**Quoted text**
=-=-=

Tracking and Privacy

Smartphones know where their users are, where they are going, and what is nearby: businesses, traffic, restaurants, and so on. They do that by a combination of techniques. One of the basic requirements of GPS was that it be passive: users do not transmit any signals to use it, allowing soldiers on a battlefield to know their location without revealing that location to an enemy.19 A device that transmitted signals also needs more electrical power and therefore larger and heavier batteries. Finally, a system that transmits, such as the distance-measuring equipment used by aircraft, implies an upper bound to the number of users, beyond which the radio spectrum becomes clogged. We see this effect at gatherings of large crowds for sporting events or political demonstrations, where cell phones stop working. By contrast, the number of GPS receivers is unlimited, just as there is no limit to how many people can tune in to a local radio or television station. Note also that systems like Spotify or Netflix, which stream audio and video over the Internet, do require additional infrastructure as more subscribers log on.

A cell phone’s position is found by the strength of its signals with respect to nearby cell towers, which contain GPS receivers and whose positions are known. By design, the phones have to transmit their location, so that the carrier can locate a phone when someone calls (note how the area code may no longer indicate the geographical location of the phone). Cell phone technology is an active system that uses battery power and bandwidth. Since GPS signals are too weak to work indoors, GPS alone cannot provide complete location information. Cell phones work in most of the populated areas of the United States and along interstate highways, but they do not provide total global coverage. Cell phone triangulation is further augmented by triangulation with Wi-Fi networks, which are increasingly common inside many buildings and homes, although there is little coverage out in the open. These two techniques do not provide the high accuracy or global coverage of a GPS system augmented by differential stations, but they are adequate for many purposes. And when one ventures outdoors, GPS is enabled.

In the early 1990s, Vic Hayes, an engineer working for the National Cash Register Company, developed Wi-Fi to allow sales terminals to be flexibly moved around a store or shopping mall without having to install or remove cabling. It has become a common method of connecting to the Internet for many consumers. Wi-Fi uses the same direct-sequence spread-spectrum coding that GPS satellites use, for many of the same reasons.20 Like GPS, Wi-Fi is free or available for a modest charge, or is advertiser-supported.21 Cell phone contracts can be expensive, especially if one uses the phone outside of Wi-Fi range for Internet access.

=-=-=

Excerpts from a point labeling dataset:
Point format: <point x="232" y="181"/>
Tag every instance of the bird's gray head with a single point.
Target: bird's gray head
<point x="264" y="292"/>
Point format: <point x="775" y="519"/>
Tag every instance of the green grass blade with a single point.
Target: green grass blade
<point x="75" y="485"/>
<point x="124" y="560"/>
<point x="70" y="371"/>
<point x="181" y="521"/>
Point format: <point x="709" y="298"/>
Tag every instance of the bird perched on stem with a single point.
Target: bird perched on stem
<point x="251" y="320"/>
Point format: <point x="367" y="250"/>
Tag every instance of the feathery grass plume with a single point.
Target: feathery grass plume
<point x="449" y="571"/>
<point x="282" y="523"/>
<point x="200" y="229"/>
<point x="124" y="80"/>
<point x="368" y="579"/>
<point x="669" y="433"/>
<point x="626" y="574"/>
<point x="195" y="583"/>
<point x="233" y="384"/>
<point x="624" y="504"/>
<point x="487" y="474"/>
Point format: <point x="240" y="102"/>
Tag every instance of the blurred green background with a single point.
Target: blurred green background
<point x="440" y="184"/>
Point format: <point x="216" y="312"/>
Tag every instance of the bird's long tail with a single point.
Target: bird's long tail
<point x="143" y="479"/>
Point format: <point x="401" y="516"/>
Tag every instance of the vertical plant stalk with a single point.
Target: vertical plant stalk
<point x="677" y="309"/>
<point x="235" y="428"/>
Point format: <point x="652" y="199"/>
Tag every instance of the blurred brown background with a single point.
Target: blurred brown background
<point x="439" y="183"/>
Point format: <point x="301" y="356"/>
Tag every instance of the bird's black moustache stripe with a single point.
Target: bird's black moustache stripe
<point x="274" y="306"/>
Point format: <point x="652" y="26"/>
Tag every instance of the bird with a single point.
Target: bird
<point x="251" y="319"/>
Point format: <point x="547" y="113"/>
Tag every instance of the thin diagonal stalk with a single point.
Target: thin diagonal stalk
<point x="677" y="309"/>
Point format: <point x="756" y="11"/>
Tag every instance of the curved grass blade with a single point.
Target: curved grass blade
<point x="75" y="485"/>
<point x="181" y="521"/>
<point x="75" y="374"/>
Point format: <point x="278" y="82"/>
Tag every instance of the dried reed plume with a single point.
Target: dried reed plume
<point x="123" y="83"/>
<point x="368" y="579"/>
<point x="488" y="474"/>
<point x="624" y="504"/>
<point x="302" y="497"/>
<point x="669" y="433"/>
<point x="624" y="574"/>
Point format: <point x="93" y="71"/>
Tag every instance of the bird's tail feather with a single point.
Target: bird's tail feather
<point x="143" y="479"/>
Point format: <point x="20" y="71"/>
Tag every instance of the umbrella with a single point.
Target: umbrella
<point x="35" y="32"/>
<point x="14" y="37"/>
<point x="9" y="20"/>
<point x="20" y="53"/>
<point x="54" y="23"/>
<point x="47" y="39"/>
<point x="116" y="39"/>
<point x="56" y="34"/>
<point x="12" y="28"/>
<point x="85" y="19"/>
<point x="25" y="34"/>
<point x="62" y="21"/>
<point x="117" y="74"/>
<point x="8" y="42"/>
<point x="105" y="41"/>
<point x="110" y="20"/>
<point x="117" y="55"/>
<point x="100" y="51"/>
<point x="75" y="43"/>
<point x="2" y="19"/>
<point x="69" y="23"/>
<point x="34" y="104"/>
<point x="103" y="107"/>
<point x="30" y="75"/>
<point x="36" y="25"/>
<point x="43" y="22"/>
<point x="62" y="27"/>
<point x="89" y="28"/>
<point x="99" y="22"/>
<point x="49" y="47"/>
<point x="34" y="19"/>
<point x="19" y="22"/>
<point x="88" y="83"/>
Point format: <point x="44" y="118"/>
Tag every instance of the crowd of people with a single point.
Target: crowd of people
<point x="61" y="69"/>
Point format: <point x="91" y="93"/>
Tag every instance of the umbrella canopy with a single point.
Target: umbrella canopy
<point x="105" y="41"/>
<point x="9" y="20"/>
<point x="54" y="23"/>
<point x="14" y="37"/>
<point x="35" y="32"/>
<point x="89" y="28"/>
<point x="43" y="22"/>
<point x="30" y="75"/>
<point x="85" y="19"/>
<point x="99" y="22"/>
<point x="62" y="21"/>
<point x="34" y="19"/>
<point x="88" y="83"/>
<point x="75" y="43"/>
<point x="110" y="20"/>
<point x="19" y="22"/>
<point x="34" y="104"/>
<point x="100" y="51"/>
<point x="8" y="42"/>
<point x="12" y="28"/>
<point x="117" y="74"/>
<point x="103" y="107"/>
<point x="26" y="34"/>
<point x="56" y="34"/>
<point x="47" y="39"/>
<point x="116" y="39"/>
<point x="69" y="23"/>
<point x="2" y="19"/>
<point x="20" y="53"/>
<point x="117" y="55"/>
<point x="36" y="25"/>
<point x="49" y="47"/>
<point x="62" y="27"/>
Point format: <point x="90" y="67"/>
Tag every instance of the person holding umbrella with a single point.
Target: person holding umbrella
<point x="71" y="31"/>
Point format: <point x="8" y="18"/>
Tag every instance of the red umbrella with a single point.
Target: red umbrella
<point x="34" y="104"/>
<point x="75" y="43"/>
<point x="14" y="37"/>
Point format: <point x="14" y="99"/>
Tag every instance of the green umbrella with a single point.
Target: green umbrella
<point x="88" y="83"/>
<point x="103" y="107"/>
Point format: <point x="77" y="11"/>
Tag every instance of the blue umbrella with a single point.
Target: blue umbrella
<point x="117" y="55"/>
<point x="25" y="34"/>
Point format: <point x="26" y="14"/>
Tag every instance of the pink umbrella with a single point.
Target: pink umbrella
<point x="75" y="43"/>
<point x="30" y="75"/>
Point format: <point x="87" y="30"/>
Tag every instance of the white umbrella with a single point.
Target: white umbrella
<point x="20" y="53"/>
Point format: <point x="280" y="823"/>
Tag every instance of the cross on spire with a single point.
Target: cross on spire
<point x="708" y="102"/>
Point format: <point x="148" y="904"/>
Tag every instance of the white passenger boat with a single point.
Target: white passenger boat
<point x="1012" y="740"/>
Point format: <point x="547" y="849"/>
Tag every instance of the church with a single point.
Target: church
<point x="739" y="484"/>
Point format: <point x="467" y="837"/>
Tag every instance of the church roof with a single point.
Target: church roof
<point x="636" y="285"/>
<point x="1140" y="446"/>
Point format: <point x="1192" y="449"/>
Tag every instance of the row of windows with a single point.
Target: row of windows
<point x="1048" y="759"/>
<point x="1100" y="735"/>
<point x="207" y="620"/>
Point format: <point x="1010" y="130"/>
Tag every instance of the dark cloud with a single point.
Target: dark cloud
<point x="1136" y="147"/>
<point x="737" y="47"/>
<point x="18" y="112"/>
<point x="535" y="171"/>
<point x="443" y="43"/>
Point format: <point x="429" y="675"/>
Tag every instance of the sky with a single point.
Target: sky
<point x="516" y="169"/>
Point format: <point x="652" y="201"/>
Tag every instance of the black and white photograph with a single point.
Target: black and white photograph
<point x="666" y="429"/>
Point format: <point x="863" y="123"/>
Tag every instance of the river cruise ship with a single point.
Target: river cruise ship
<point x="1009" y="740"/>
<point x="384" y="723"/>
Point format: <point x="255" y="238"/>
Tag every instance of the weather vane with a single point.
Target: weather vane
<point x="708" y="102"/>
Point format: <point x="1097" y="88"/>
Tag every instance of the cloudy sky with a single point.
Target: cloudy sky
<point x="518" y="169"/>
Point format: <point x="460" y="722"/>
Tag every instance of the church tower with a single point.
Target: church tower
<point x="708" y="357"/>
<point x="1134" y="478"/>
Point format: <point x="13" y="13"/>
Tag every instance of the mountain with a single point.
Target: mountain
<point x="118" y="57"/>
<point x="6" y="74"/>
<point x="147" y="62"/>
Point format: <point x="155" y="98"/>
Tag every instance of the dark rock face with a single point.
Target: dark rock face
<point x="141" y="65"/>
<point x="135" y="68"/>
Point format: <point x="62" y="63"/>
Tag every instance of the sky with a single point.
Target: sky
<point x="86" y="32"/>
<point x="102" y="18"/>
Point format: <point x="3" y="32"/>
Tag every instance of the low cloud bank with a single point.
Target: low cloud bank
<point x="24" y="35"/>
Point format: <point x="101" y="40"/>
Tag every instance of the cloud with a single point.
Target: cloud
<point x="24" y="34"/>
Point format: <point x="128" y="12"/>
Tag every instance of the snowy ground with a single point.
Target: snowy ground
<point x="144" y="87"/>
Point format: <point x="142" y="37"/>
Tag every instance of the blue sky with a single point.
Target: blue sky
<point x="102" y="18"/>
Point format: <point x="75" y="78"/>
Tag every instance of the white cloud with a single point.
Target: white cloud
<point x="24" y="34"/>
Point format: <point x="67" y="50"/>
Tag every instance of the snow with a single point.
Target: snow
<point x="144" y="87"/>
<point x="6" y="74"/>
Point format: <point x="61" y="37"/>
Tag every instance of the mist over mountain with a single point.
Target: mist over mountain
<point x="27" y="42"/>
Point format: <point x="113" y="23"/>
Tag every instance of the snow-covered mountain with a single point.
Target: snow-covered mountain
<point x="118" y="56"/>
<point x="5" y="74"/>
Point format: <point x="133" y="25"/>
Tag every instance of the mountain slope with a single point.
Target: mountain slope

=-=-=

**Requests**
1) In the tracking and privacy text, who developed Wi-Fi in the early 1990s?
2) Write what comes next in the tracking and privacy text, picking up after its final sentence.

**Answers per task**
1) Vic Hayes, an engineer working for the National Cash Register Company.

2)
By their nature, Wi-Fi and cell phone systems allow one to be tracked by local or federal law enforcement, corporations, governments, or anyone who has the necessary equipment. That has led to studies among civil liberties groups and constitutional law experts over the ethics of tracking people, especially with regard to the Fourth Amendment prohibition against “unreasonable searches and seizures.” These issues are important and worthy of debate. They have technical as well as social and legal dimensions. Prior to the advent of cell phones, the United States expended a lot effort to implement a 911 emergency calling system. It has worked well and saved many lives. In recent decades, however, the number of people who have eschewed a wired phone for a mobile device has grown. The traditional 911 systems were unable to track those calls, and someone calling from, say, a car accident along a remote highway could not be expected to know their location. That led the Federal Communications Commission to implement requirements that allow a 911 dispatcher to locate a caller who is not calling from a wired phone.22 Those rules were first adopted in 1996, when the issue first began to surface and have since been revised and extended. The Federal Communications Commission (FCC) discussion references an ability to locate a phone indoors, or out in the open, as well as the planned use of barometric data to determine altitude—if a person is calling about, say, a fire in a high-rise building. The FCC recognized the difficulty in implementing full tracking ability, but it set a timetable for implementation, with a goal of providing horizontal accuracy to within 50 meters by 2021.23 Location of one’s altitude is still under development.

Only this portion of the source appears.